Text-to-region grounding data
↓↓↓
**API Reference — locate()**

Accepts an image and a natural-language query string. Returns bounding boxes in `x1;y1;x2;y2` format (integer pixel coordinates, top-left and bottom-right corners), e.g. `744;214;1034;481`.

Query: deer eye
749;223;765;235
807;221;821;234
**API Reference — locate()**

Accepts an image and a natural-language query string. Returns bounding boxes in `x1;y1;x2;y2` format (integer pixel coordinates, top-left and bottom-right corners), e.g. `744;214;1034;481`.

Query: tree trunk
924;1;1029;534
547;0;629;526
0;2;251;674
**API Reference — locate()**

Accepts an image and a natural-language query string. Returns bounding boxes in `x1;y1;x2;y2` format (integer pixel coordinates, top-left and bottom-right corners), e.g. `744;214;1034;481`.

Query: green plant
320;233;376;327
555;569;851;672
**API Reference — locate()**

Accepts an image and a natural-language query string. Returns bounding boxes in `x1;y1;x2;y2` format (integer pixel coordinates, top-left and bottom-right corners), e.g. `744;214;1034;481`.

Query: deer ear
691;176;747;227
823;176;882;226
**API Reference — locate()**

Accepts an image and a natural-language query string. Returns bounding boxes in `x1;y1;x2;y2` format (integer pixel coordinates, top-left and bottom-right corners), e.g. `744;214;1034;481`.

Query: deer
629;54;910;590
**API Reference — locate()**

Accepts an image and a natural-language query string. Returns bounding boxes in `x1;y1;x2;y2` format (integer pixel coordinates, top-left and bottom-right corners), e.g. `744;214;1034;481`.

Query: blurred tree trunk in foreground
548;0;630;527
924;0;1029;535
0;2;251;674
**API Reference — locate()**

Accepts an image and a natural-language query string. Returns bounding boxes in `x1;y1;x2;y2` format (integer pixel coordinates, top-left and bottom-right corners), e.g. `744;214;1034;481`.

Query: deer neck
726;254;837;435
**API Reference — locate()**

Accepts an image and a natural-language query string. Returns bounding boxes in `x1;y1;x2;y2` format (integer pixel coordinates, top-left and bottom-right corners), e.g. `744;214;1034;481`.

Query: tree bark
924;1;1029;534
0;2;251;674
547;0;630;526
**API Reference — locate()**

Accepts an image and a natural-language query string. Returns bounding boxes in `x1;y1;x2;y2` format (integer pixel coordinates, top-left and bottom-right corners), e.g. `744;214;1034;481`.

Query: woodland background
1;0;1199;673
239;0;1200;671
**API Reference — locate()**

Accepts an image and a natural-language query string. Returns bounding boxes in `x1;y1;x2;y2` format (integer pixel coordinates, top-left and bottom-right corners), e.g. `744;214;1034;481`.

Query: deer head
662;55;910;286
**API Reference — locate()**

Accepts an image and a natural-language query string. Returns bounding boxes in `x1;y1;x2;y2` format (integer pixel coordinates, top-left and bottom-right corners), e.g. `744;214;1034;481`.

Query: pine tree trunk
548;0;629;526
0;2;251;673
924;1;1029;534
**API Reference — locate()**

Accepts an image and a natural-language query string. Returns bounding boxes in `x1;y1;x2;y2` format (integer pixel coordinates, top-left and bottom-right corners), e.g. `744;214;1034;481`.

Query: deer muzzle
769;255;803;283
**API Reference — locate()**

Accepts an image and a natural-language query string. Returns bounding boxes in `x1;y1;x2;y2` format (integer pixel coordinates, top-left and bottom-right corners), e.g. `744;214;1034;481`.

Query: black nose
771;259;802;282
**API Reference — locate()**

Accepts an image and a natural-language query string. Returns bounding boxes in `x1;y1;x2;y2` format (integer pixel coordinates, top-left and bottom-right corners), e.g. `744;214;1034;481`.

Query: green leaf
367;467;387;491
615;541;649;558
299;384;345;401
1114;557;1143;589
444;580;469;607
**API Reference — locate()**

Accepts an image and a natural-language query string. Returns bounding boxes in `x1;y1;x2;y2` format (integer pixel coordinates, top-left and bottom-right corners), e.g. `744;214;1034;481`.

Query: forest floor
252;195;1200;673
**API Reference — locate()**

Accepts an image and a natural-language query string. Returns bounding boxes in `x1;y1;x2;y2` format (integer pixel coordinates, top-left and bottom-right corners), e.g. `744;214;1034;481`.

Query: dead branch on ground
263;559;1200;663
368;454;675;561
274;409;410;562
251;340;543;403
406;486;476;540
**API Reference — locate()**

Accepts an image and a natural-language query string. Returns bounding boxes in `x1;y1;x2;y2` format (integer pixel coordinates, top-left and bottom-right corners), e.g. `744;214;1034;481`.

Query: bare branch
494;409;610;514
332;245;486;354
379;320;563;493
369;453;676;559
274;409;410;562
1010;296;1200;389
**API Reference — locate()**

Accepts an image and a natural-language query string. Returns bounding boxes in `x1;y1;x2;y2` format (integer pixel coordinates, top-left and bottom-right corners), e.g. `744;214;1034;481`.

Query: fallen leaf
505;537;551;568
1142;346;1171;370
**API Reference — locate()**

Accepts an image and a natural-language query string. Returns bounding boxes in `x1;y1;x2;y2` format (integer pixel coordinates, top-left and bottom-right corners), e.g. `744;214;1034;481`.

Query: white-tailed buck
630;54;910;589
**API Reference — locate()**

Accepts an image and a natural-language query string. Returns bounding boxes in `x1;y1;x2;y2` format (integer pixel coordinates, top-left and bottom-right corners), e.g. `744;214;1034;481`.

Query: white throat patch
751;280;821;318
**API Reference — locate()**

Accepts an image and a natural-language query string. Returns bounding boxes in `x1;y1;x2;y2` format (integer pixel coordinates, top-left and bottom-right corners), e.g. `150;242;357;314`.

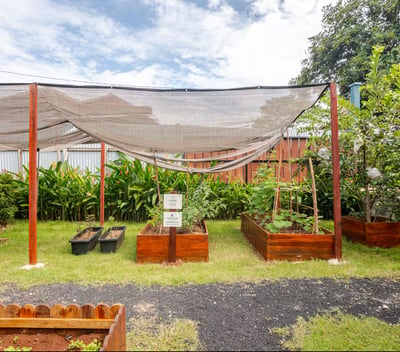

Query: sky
0;0;336;89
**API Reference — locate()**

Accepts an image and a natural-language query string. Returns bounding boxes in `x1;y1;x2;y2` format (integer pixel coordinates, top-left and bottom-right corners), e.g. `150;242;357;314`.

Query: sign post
163;192;182;263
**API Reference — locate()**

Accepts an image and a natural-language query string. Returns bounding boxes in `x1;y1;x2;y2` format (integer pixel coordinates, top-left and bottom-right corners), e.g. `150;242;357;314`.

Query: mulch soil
1;278;400;351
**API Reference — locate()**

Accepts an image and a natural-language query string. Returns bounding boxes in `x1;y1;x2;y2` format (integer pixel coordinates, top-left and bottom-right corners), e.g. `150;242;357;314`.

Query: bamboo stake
272;133;283;222
152;149;162;206
152;149;163;235
308;157;319;234
186;168;189;208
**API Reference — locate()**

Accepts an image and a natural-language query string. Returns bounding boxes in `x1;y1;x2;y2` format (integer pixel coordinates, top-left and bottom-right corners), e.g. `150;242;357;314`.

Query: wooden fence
187;136;309;183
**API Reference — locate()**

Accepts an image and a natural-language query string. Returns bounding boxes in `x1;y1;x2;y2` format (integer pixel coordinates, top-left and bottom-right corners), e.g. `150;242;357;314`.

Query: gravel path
1;278;400;351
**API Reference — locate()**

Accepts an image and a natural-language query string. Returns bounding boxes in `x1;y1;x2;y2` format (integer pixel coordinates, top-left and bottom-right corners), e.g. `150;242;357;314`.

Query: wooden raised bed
342;215;400;248
136;223;209;263
241;213;335;261
0;303;126;351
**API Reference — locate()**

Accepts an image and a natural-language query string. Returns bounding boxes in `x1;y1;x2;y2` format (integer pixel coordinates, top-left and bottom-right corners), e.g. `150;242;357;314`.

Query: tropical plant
0;172;18;226
300;46;400;222
246;165;319;233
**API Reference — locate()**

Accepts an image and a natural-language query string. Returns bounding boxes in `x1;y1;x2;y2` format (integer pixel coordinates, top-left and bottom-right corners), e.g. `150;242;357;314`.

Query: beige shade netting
0;83;328;172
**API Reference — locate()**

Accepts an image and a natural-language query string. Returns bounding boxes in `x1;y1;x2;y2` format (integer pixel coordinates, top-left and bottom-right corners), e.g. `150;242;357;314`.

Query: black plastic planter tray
69;226;103;255
99;226;126;253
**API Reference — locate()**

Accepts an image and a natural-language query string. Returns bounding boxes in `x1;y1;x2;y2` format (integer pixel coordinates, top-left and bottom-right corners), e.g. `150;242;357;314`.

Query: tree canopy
292;0;400;96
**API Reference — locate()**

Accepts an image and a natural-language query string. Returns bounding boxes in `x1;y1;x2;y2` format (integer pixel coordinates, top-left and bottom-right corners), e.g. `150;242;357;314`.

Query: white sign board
163;211;182;227
163;194;182;210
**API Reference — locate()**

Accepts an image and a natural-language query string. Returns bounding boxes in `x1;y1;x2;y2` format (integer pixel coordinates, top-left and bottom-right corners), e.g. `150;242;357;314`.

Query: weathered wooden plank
95;304;110;319
6;304;20;317
50;304;65;318
0;305;5;318
20;304;35;318
81;304;96;318
65;304;81;318
35;304;51;318
0;317;113;329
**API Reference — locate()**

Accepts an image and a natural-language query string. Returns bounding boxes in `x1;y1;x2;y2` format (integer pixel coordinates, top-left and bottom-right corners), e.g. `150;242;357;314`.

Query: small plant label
163;211;182;227
163;194;182;210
↑↑↑
■ WHAT IS EXPECTED: Exactly as written, copy the lines from the one containing "Query: tropical plant" to the end of the entries, both ends included.

■ RESPONSE TO THE EXERCISE:
Query: tropical plant
0;172;18;226
300;46;400;222
246;165;319;233
**API Reference — locate()**

Accepts an image and a natural-language query string. Returns bounding boxes in `x1;y1;x2;y2` format (integer pixel coordinates, top-left and bottom-right corners), e.g. `150;242;357;314`.

Query: beige shade netting
0;83;328;172
**API Reference — locate()**

Accepts an image and a natural-language query string. Returns bounding boxes in `x1;y1;x2;y2` format (integer pixel coordinates, top-left and bottom-right corners), e.g. `150;242;357;314`.

Query: black plastic planter tray
69;226;103;255
99;226;126;253
**API Reference — locate()**

Accepts an image and a natural-language query string. Returns bounding boxes in `x1;y1;x2;y2` format (integer pixel coordinates, top-left and bottom-right corners), e.g. `150;242;357;314`.

Query: tree canopy
292;0;400;96
**API Reference — locate()**

Accepts an image and a natural-language query string. Returns bounding boxes in `x1;y1;x2;y2` format (integer pixel coordinates, top-left and bottom-right corners), e.g. `150;242;357;314`.

Query: white sign board
163;211;182;227
163;194;182;210
**API Reference — locate()**

Accepts an image and a natural-language query string. Returns bounding boxes in `x1;y1;x2;y2` format (integer pixel coordinates, top-left and bottom-right corners), e.g. `150;242;357;314`.

Query: weathered wooden plank
95;304;110;319
6;304;20;317
50;304;65;318
0;305;5;318
20;304;35;318
81;304;96;318
65;304;81;318
35;304;51;318
0;317;113;329
**API Reference — locate()**

Accepts an image and a natural-language query string. Returns bounding boxes in `x1;y1;x2;y2` format (integer pixel coordinates, top-left and bottom-right corners), e.g. `150;242;357;314`.

Query: small plant label
163;211;182;227
163;194;182;210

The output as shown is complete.